--- START OF Record list ---

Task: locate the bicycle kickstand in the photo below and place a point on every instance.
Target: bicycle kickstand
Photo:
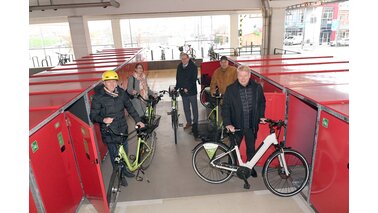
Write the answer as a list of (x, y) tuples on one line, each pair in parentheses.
[(140, 178)]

--- END OF Record list ---

Requirement: Reproduce the item above word for word, but leave out the picture.

Task response:
Task: locate the bicycle kickstand in the photo below and place a point on every instance.
Target: bicycle kickstand
Photo:
Write the answer as a list of (x, y) tuples on one line, each pair in parentheses.
[(140, 178)]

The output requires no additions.